Items from a data source
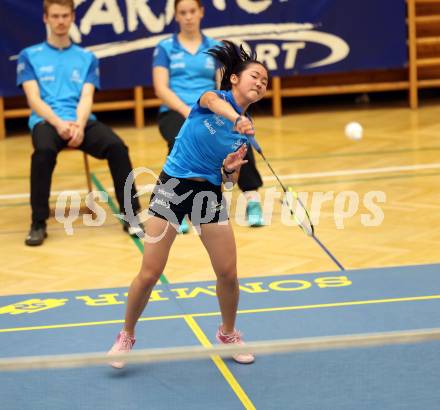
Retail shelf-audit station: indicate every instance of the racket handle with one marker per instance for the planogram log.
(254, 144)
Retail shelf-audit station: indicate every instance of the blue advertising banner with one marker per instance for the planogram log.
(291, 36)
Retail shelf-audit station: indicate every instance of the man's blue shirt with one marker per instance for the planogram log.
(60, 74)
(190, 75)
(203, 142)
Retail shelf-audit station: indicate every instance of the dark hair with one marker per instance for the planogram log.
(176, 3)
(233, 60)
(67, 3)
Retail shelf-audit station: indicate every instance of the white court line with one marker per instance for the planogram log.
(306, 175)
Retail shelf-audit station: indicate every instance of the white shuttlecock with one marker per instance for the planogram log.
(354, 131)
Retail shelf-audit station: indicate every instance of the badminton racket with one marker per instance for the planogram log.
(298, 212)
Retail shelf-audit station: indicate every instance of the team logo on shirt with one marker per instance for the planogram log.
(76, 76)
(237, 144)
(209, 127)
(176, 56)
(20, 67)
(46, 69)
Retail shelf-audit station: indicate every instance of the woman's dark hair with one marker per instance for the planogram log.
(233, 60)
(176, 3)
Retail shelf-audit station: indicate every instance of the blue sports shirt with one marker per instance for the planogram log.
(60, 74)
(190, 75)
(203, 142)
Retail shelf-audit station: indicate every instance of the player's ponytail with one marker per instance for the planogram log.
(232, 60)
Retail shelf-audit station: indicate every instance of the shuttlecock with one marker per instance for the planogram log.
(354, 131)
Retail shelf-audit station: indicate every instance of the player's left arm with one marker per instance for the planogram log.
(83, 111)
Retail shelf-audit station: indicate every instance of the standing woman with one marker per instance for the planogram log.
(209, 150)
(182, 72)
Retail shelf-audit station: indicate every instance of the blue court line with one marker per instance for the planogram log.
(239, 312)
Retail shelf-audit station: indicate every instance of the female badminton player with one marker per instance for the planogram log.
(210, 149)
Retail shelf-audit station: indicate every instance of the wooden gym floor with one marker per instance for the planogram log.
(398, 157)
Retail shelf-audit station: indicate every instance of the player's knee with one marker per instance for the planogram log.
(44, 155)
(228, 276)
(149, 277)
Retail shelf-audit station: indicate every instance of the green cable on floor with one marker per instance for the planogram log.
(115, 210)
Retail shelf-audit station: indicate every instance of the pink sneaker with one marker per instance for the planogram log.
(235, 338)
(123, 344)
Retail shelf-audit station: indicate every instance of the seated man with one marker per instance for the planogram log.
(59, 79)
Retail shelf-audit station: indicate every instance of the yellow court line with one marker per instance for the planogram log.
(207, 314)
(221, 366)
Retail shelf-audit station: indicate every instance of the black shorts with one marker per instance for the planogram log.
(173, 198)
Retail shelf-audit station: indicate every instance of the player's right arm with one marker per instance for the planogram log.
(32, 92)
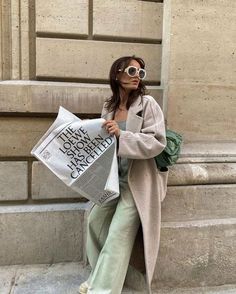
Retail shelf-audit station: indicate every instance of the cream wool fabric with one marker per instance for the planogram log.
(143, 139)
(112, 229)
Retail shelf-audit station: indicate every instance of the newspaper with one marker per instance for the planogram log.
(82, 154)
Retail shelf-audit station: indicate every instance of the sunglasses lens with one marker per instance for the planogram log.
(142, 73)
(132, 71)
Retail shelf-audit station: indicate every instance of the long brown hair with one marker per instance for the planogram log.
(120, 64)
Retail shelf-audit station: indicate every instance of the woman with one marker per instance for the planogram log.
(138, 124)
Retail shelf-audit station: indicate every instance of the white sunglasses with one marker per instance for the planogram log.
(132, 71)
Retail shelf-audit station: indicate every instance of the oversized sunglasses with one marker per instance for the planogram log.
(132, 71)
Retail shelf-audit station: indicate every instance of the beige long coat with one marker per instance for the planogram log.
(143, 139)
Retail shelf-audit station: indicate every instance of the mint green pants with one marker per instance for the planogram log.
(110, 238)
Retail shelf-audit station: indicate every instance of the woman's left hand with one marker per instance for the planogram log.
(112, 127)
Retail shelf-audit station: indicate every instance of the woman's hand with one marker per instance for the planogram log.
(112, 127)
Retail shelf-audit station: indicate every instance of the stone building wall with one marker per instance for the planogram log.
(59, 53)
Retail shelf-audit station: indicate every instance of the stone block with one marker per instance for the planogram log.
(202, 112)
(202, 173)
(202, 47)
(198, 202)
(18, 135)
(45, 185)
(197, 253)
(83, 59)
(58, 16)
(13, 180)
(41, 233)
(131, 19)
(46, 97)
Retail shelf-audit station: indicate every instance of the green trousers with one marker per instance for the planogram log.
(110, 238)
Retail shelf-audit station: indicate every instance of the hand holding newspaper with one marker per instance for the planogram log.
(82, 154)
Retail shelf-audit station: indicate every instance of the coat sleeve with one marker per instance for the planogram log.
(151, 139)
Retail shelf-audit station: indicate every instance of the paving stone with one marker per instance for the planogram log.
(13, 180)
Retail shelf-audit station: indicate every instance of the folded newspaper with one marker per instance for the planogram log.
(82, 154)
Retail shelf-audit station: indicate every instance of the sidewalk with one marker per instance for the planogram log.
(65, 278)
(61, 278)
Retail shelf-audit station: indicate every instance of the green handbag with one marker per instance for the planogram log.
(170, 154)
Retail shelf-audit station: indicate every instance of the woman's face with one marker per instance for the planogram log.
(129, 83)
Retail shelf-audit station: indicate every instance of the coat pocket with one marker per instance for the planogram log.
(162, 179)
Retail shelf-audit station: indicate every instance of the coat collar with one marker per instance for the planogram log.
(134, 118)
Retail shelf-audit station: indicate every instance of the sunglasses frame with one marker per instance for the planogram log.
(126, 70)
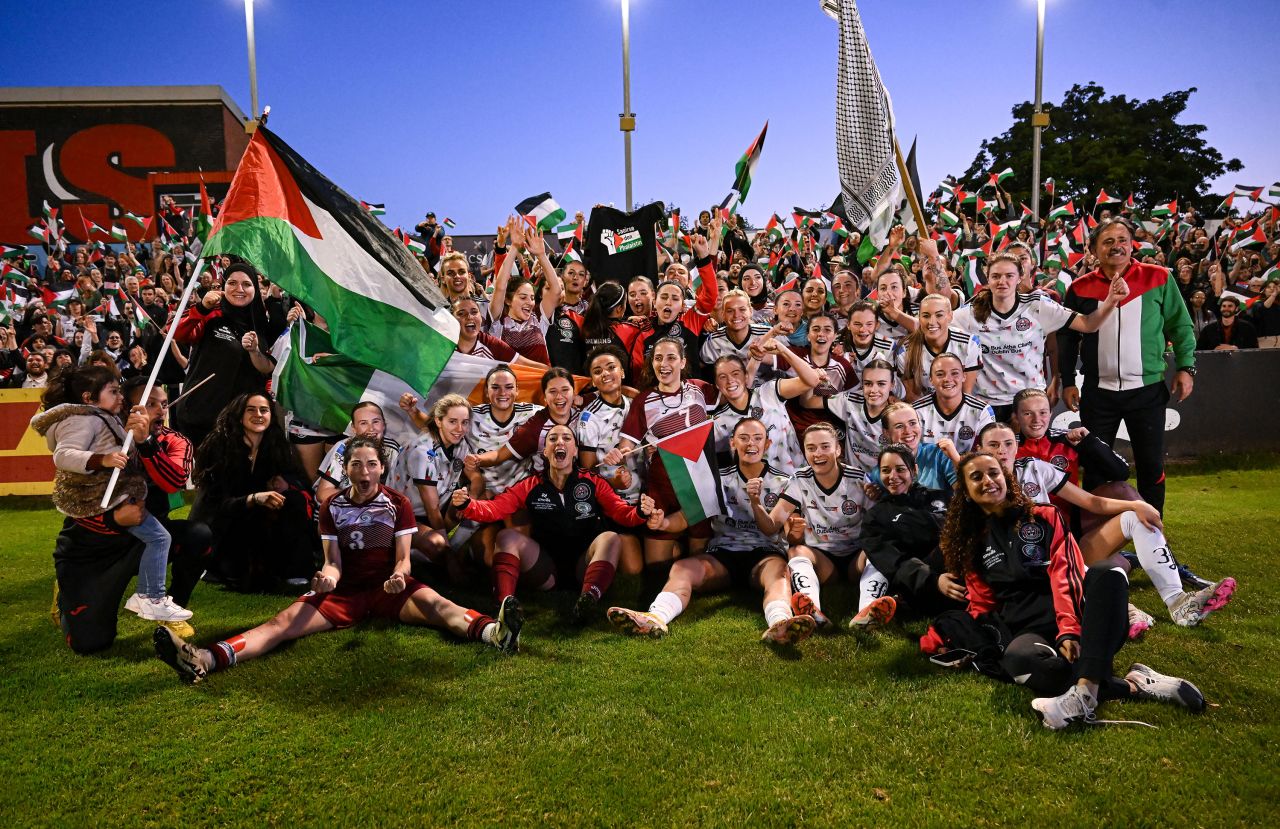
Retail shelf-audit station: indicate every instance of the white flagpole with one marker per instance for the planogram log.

WHAT TO DO
Nothing but the records, copied exactly and stripped of pictures, should be returned.

YOUR RESPONSE
Retail shelf-audit station: indicate every instance of the racket handle with one marker per instance for the planogram log.
(254, 144)
Retail shelf-audit station: indicate every instance of the blue advertising banner with one marker per instance for the planogram log.
(291, 36)
Retail shelf-audit station: indicate every instance of the man's blue shirt with one marker per instance for the planogram log.
(60, 74)
(190, 75)
(203, 142)
Retail shelf-audit station: indicate every instance of the dark hair with one marker per instance for the planogram log.
(176, 3)
(233, 60)
(67, 3)
Retail shelf-audit station: indicate every instance of the white court line with one marker per instance for the planogram log.
(306, 175)
Retail shelf-audit station: indicate every instance of the white shuttlecock with one marker per instance for the planogram log.
(354, 131)
Retail shelf-audit station: indicate every instance of the badminton racket with one marker per instance for the planogram log.
(298, 212)
Retail shelf-audit station: indicate every instance of the team logo on shirt with one marker per instance for the planogram log.
(76, 76)
(237, 144)
(209, 127)
(176, 56)
(20, 67)
(46, 69)
Retail shelf-audit station: indicate every instance of the woman's dark hair with one marker per instance for the planogram log.
(233, 60)
(176, 3)
Retail shelf-audit station: indicate every instance of the blue sports shirt with one marker per instance for the planogram log.
(60, 74)
(190, 75)
(203, 142)
Retail shelf-audit station: indicate every instance of the player's ponytail with one marker per instance for the planogram log.
(232, 60)
Retail shelf-audit station: indicate every instance of the shuttlecock with one marker per instance for the planogram log.
(354, 131)
Retail shelf-audit station: indicate every instance of the player's left arm with one marker per instance for the planogram log.
(83, 111)
Retail shelf-audit station: indicate every instance of the standing woman with one marker per instance for the planogram log.
(209, 150)
(182, 72)
Retail shelf-audit station: indicate every instance of the blue court line with one marker per instance for the planogram log.
(239, 312)
Retail shelf-audit station: indicate every instance of the female badminton player with one marker per instance for the planogram log.
(210, 149)
Retail shelf-audit station: indicate every instance of the wooden gym floor with one marker per instance for the planogram log.
(398, 157)
Retail shelf-audit station: indicate every instance of the player's knee with one marker per instance for the planogram log.
(44, 155)
(228, 276)
(149, 277)
Retail shelf-audit station: indicate every instance of the green cable on floor with one marker per instance for the planogram log.
(115, 210)
Retail shelf-audit station: indicate every instance of the pink sneaker with one marker per instance for the planogram log.
(235, 338)
(123, 344)
Retail shelf-audit station: indicate every instance of the seated man with one marker per instance for the planogram log.
(59, 79)
Retail shelf-audit station: indicate every instance of the yellow court line with one marker per instance for the planogram log.
(207, 314)
(221, 366)
Retail shelf-audit station: indicate every instance of the black shorts with one marker per instance for the planogram log.
(173, 198)
Retail shelf-audit station: indicate every instance of the player's right arm with one marker per instance for the planogram log.
(32, 92)
Retail shelf-audit station: indicate every instance of the cream wool fabric with one marker per instance for the planogram log.
(143, 139)
(112, 229)
Retail shelf-audit station: indicate every instance of the newspaper with one marker per instance for the planogram log.
(82, 154)
Retail shelf-audit station: indicate every instance of the sunglasses lens with one marker per instance for the planogram log.
(142, 73)
(132, 71)
Retail shelf-audit station: indicate every instance of the long brown hair with one marker per instance for the planogram log.
(120, 64)
Retail shelf-audit station: indicate every instance of the woman with one marker per instance for the planogram log.
(138, 124)
Retail shelf-audit station: indicate every instance of the white sunglasses with one marker per instance for the planogram log.
(132, 71)
Retail shelf-audit station: indicate every instance of the oversized sunglasses with one marker per instance for the planogram log.
(132, 71)
Retail shelf-audit station: indicate every instance of the beige long coat with one marker per instance for the planogram log.
(143, 139)
Retail shelf-audit station: indicate every instance of the mint green pants with one marker per instance for the planogram log.
(110, 238)
Retail shelf-audit station: indicate every instance of the woman's left hand with one marker per instance for the planogram log.
(112, 127)
Retail shelf-audit station: indicate every instance of the woman's hand with one marker per instance for the planogram log.
(112, 127)
Retail shelf-audit station: indicate every instance of the stone building wall with one marker per instance for the planogram log.
(59, 53)
Retail shelf-audit station: indicate every instance of the stone block with one marker per instance for the planogram log.
(202, 112)
(202, 173)
(202, 47)
(198, 202)
(18, 135)
(45, 185)
(197, 253)
(83, 59)
(58, 16)
(13, 180)
(41, 233)
(131, 19)
(46, 97)
Retail shelf-audit station: indicate every instance of the green trousers with one marker per instance for the planogram log.
(110, 238)
Retail shelf-audit station: indicate every instance of the hand holding newspaper with one marker per instance for the planogram log.
(82, 154)
Retail shelf-audit station: indicate every instance of the coat sleeve with one marker per instance for the planogram log.
(151, 139)
Retail shelf-audit station: indicate every instance of the paving stone with one marker per instance for the planogram log.
(13, 180)
Retail shelf-audit station: indicate every instance of the folded newspaper with one marker per instance for the planogram log.
(82, 154)
Retail shelf-audit station: indicate every instance of the sidewalk with one marker per instance for the planogram log.
(65, 278)
(61, 278)
Retail shelf-audit station: indicate every instance of the green handbag with one marker per instance for the planogram log.
(170, 154)
Retail shelf-audit station: indicate every instance of the woman's face with one marker per instance for the planogram log.
(129, 83)
Retail shelf-audit station: indicate every instance of the coat pocket with one marker per instance for the planogram log.
(162, 179)
Retail shelf-audit station: indicate every instance of the coat collar with one marker per instance for the planogram log.
(134, 118)
Retail shelf-audit station: indicate every instance of the sunglasses frame with one marker per instance for the planogram log.
(126, 70)
Retail shelf-audit station: indicate every instance of the white flagpole with one marker per instance for the planogram log.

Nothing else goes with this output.